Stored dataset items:

╭──

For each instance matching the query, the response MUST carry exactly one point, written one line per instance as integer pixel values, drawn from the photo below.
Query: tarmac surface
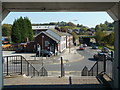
(68, 55)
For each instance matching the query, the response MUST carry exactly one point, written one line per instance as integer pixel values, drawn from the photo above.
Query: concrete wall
(60, 0)
(1, 75)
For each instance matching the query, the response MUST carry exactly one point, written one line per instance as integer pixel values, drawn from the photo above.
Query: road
(75, 66)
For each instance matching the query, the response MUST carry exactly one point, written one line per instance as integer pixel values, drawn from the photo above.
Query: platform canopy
(57, 5)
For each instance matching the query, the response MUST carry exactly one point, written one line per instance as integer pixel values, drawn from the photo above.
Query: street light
(69, 36)
(42, 50)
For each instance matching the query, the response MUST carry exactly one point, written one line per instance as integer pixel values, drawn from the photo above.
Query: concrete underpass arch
(112, 7)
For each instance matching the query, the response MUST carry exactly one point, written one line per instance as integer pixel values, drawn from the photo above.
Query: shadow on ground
(92, 59)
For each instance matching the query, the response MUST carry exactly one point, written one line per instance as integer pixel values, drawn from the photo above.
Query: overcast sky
(90, 19)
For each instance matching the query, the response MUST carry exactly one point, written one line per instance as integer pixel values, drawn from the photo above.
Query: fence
(100, 66)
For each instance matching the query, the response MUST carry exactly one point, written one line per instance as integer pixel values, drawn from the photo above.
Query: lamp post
(42, 49)
(70, 36)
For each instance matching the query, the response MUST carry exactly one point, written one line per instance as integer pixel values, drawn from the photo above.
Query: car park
(100, 56)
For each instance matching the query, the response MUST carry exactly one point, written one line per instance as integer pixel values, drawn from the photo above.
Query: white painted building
(59, 36)
(38, 28)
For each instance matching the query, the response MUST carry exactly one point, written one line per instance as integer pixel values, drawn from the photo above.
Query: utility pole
(42, 50)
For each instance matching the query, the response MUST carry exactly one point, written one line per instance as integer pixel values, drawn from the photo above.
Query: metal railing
(17, 64)
(101, 66)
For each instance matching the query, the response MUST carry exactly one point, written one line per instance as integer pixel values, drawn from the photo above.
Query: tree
(6, 30)
(98, 27)
(22, 30)
(99, 35)
(74, 36)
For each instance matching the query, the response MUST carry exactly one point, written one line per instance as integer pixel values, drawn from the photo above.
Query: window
(46, 43)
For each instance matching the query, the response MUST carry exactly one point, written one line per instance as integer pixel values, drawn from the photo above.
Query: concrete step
(27, 80)
(52, 82)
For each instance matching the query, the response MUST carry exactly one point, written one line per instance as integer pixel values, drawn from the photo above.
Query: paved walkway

╰──

TASK REQUIREMENTS: Your answer must be the records exactly as they stand, with no pictures in it.

PROBLEM SOLUTION:
For each instance matching the query, the response MUST carry exactly one point, written one line per instance as integer pixel values, drawn from the photo below.
Query: tarmac surface
(68, 55)
For each instance matching the query, the response MUST carry exactly one point, written one line per instance as integer pixel values, drawn from the photo above.
Query: concrete wall
(60, 0)
(1, 75)
For each instance matching the query, the response MUST carry exactly one point, written one line per instance as integer pixel values, drawn from the photo above.
Query: road
(75, 66)
For each instance matching the query, the response MUST carry exactly one point, written one line per instance as integer pixel values, drawn from the photo above.
Query: platform canopy
(57, 5)
For each instance matching the query, the response MUST carry exactly one point, written one line per instance as integer pixel values, drawn from the photo above.
Query: street light
(69, 36)
(42, 50)
For each instance matching the query, the response MUST carry exactly one point, written one line per instance as integer pixel values, drawn from the photo above.
Query: concrete underpass arch
(112, 7)
For each instance matching the query, the response MUST carry exactly one point, written one line per instance as integer pixel values, drawn from the photo above.
Query: shadow on ground
(92, 59)
For each instance matching the query, the response MUST carry exactly one point, written one line per instance as integer pixel values, drawn from the photo above.
Query: overcast sky
(90, 19)
For each instance matching the query, the response MUST carry exactly one point, written one line per instance as integer pixel values, drawn from the photo above.
Query: fence
(100, 66)
For each instance matching the query, the response MUST carry exactly one point, written one line per instance as integer pixel values, drawn from the photo above.
Query: lamp post
(42, 49)
(70, 36)
For each instance matching the query, the response MUST carry exactly one point, written one line per instance as integer pixel values, drawn from the photo above.
Query: car park
(100, 56)
For each instance matching the query, the response MUST carry exactly one point, written one line per instance as integer pixel values, drawn from the photo above.
Query: white painted building
(59, 36)
(38, 28)
For each instance matching the query, the response MUST carry exactly one point, written one line per instance as integer pixel values, drawn from the photo above.
Query: utility pole
(42, 50)
For each instance matching the query, the response MUST carry exactly one point, written one line per instance as integer pixel values, drawn from the photo above.
Query: metal railing
(17, 64)
(101, 66)
For each instance matching the query, the response MUST carry exactly one point, written one line per instance as integer pixel values, drawn from the photo above.
Query: tree
(6, 30)
(98, 27)
(22, 30)
(99, 35)
(74, 36)
For each instance matching the query, the response MUST carry exactly one point, written one line per instance as integer pixel values, drawn from the photo above.
Query: window
(46, 43)
For each instance matching the query, the response MUST carry exactly one point, written one line per instance as integer pixel values, drawn from the photo above.
Query: concrete step
(27, 80)
(52, 82)
For each instance matching the query, the response MUST carry exactly one point, written one line per instance as integer pixel values, drawn from the photo above.
Query: paved walkway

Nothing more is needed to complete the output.